Task details:
Count the lines in the records below that contain the word "small". Reply with the number alone.

* Begin Records supplied *

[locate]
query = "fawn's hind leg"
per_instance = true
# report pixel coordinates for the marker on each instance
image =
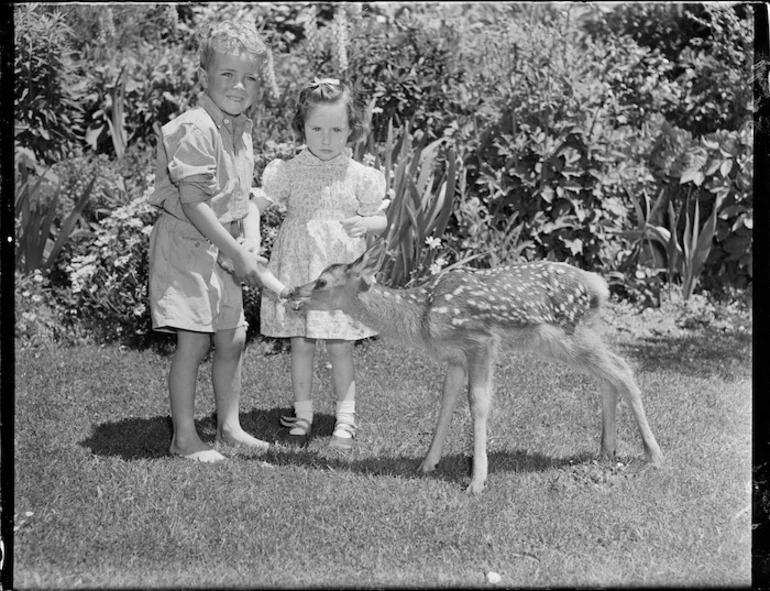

* End Records supplied *
* Begin Records supplied *

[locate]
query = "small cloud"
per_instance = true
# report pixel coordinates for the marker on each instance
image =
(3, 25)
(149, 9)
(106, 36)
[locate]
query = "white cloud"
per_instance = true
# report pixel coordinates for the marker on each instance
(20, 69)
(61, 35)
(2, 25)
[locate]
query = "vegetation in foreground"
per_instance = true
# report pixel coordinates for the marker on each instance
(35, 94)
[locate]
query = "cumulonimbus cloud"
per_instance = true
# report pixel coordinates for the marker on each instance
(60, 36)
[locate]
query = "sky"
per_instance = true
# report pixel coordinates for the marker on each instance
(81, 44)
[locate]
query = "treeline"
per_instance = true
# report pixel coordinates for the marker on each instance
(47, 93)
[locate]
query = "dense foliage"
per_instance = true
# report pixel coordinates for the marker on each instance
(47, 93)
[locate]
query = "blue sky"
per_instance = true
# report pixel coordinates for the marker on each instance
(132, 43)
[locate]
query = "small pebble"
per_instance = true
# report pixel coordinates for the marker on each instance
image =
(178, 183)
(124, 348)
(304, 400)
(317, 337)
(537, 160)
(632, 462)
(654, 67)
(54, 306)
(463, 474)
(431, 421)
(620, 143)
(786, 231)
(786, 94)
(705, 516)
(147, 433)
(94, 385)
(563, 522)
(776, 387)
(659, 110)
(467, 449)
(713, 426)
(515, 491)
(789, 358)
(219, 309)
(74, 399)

* End Records supplied *

The output:
2